**TEXT PROVIDED:**
start
DECLARE_DYNAMIC_MULTICAST_DELEGATE(FWaitForPlayerStateAsyncActionEvent);

/**
* An async action that waits until GetPlayerState() returns a valid pointer.
  */
  UCLASS()
  class PROJECT_API UWaitForPlayerStateAsyncAction : public UCancellableAsyncAction
  {
  GENERATED_BODY()

public:
/**
* Waits for the Player State to be valid.
* @param Character		The character to check for Player State.
* @param WorldContext	Object from which the world will be derived.
*/
UFUNCTION(BlueprintCallable, meta = (WorldContext = "WorldContext", BlueprintInternalUseOnly = "true"))
static UWaitForPlayerStateAsyncAction* WaitForPlayerState(const UObject* WorldContext, ACharacter* Character);

	/** A delegate called when the async action completes. */
	UPROPERTY(BlueprintAssignable)
end
**WHAT IS ASKED:**
1. Name every macro in the async action code that is written with parentheses after it.
2. In the async action code, which class does UWaitForPlayerStateAsyncAction derive from?
3. Carry the async action code forward from its last line.

**EXTRACTED INFORMATION:**
start
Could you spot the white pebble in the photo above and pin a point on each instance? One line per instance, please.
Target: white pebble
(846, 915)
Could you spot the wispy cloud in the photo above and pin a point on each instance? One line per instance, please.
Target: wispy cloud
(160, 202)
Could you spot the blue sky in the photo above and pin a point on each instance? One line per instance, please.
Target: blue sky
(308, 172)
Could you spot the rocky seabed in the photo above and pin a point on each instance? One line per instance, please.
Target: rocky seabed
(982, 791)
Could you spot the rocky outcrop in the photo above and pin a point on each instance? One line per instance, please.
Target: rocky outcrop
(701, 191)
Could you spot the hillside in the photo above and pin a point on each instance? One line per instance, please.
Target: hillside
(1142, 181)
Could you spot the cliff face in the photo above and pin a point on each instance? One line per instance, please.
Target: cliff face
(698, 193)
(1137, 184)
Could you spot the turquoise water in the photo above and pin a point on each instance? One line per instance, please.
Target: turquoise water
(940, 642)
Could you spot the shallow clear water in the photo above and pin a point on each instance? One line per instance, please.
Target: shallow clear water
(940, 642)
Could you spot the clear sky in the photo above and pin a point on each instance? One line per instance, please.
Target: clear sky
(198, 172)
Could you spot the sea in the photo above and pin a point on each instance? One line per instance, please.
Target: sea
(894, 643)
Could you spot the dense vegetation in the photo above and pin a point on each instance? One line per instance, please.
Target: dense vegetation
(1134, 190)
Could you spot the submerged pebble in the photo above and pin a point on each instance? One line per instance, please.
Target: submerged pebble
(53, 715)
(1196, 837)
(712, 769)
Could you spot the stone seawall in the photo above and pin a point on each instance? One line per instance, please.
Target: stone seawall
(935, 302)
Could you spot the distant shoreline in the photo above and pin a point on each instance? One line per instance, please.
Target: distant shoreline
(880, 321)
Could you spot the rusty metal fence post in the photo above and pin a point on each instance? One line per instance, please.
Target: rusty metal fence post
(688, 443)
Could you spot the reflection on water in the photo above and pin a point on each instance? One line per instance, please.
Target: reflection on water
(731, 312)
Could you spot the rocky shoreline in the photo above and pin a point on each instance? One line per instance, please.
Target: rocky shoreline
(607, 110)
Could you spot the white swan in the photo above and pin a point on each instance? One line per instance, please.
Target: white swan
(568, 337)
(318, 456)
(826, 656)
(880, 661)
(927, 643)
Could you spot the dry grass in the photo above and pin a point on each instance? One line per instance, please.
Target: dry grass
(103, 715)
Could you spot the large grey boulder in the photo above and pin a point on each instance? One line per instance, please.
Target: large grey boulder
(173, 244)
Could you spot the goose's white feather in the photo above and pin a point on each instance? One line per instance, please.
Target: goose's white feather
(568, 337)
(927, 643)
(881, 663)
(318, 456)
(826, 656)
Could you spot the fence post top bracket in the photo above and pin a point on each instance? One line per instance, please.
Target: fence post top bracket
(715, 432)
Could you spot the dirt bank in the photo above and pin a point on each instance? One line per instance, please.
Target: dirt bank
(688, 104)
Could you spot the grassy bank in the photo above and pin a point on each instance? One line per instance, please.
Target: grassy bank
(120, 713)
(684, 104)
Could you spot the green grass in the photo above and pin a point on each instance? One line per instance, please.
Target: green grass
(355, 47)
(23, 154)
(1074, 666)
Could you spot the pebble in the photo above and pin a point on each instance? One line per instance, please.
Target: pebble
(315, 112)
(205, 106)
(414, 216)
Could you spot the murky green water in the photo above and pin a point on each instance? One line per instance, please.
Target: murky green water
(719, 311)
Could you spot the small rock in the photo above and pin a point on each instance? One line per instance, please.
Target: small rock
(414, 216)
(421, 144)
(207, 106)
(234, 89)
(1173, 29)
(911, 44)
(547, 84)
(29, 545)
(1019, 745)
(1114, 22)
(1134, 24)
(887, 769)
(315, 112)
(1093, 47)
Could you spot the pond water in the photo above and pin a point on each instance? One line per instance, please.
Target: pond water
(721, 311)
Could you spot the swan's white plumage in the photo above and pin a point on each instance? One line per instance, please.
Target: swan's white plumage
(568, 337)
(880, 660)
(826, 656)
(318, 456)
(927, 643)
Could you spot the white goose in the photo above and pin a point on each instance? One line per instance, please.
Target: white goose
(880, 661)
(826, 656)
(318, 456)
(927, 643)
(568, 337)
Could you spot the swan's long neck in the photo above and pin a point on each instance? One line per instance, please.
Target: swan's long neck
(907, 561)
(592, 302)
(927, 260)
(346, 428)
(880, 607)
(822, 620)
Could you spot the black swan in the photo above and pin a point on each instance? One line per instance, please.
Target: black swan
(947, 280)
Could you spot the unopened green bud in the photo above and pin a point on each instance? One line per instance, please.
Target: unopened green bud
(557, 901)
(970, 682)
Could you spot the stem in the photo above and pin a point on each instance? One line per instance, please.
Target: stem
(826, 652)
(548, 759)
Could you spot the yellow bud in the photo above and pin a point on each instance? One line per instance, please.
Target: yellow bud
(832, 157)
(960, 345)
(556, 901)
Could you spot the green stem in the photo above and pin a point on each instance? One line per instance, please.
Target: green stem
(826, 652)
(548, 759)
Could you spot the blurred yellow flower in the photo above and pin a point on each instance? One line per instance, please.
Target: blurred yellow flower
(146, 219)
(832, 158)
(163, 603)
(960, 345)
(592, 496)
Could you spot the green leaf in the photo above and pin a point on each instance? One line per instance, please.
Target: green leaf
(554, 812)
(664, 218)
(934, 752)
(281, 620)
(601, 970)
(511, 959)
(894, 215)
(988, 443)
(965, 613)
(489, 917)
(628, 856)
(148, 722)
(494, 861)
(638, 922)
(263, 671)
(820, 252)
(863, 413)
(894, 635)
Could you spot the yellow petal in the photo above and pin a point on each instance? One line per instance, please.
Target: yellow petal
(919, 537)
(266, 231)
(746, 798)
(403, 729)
end
**RESULTS OF THE EXERCISE:**
1. DECLARE_DYNAMIC_MULTICAST_DELEGATE, UCLASS, GENERATED_BODY, UFUNCTION, UPROPERTY

2. UCancellableAsyncAction

3.
	FWaitForPlayerStateAsyncActionEvent OnComplete;

	/** A delegate called when the async action fails. */
	UPROPERTY(BlueprintAssignable)
	FWaitForPlayerStateAsyncActionEvent OnFail;

	// Start UCancellableAsyncAction Functions
	virtual void Activate() override;
	virtual void Cancel() override;
	// End UCancellableAsyncAction Functions

	// Start UObject Functions
	virtual UWorld* GetWorld() const override
	{
		return ContextWorld.IsValid() ? ContextWorld.Get() : nullptr;
	}
	// End UObject Functions

private:
/** The context world of this action. */
TWeakObjectPtr<UWorld> ContextWorld = nullptr;

	/** The character to check for Player State. */
	TWeakObjectPtr<ACharacter> TargetCharacter = nullptr;

	/** The timer handle. */
	FTimerHandle CheckTimerHandle;
};

// WaitForPlayerStateAsyncAction.cpp

#include "WaitForPlayerStateAsyncAction.h"
#include "Engine/World.h"
#include "TimerManager.h"
#include "GameFramework/Character.h"

UWaitForPlayerStateAsyncAction* UWaitForPlayerStateAsyncAction::WaitForPlayerState(const UObject* WorldContext, ACharacter* Character)
{
	// Ensure the character is valid
	if (!IsValid(Character))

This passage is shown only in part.